__Problem statement__: Retype every line of the entries below without changing anything.

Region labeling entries
— begin —

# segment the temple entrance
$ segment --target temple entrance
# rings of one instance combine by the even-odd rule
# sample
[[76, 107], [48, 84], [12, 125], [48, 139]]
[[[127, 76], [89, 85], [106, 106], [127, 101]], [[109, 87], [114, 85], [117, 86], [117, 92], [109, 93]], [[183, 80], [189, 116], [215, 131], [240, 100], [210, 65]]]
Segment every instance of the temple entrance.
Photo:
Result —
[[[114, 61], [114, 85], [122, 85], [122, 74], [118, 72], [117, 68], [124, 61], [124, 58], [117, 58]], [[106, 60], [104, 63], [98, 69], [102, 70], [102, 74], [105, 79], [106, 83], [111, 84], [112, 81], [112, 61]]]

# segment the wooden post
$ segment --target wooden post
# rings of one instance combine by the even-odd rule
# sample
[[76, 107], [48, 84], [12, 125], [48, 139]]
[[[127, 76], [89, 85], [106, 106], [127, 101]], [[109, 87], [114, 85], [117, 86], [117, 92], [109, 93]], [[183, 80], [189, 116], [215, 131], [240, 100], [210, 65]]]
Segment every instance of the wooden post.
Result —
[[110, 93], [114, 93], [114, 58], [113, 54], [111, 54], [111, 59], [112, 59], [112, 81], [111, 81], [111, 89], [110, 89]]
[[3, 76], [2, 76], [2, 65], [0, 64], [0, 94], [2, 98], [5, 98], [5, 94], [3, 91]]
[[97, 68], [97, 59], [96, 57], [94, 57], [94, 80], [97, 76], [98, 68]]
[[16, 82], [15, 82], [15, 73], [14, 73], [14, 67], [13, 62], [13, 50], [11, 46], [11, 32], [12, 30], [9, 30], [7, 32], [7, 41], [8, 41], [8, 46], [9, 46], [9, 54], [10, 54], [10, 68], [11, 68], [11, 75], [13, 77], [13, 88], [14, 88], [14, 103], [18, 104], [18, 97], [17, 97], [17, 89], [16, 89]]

— end —

__Expected answer__:
# segment the temple entrance
$ segment --target temple entrance
# rings of one instance combine by the even-odd rule
# sample
[[76, 107], [48, 84], [12, 125], [48, 139]]
[[[127, 76], [89, 85], [106, 106], [127, 101]], [[109, 87], [114, 85], [117, 86], [117, 92], [109, 93]], [[183, 80], [189, 116], [215, 131], [240, 100], [210, 65]]]
Segment every instance of the temple entrance.
Photo:
Result —
[[[114, 61], [114, 85], [122, 85], [122, 74], [118, 72], [117, 68], [124, 61], [124, 58], [117, 58]], [[106, 60], [104, 63], [98, 69], [102, 70], [102, 74], [105, 79], [106, 83], [111, 84], [112, 81], [112, 61]]]

# segment the wooden post
$ segment --target wooden post
# rings of one instance combine by the even-odd rule
# sample
[[76, 107], [48, 84], [12, 125], [48, 139]]
[[[127, 76], [89, 85], [106, 106], [127, 101]], [[109, 87], [114, 85], [117, 86], [117, 92], [109, 93]], [[183, 80], [189, 116], [215, 131], [240, 100], [210, 65]]]
Segment every instance of the wooden post.
Result —
[[110, 93], [114, 93], [114, 58], [113, 54], [111, 54], [111, 59], [112, 59], [112, 81], [111, 81], [111, 89], [110, 89]]
[[3, 76], [2, 76], [2, 65], [0, 64], [0, 94], [2, 98], [5, 98], [5, 94], [3, 91]]
[[97, 68], [97, 59], [96, 57], [94, 57], [94, 80], [97, 76], [98, 68]]
[[16, 82], [15, 82], [15, 73], [14, 73], [14, 67], [13, 62], [13, 50], [11, 46], [11, 32], [12, 30], [9, 30], [7, 32], [7, 41], [8, 41], [8, 46], [9, 46], [9, 54], [10, 54], [10, 68], [11, 68], [11, 75], [13, 77], [13, 88], [14, 88], [14, 103], [18, 104], [18, 97], [17, 97], [17, 89], [16, 89]]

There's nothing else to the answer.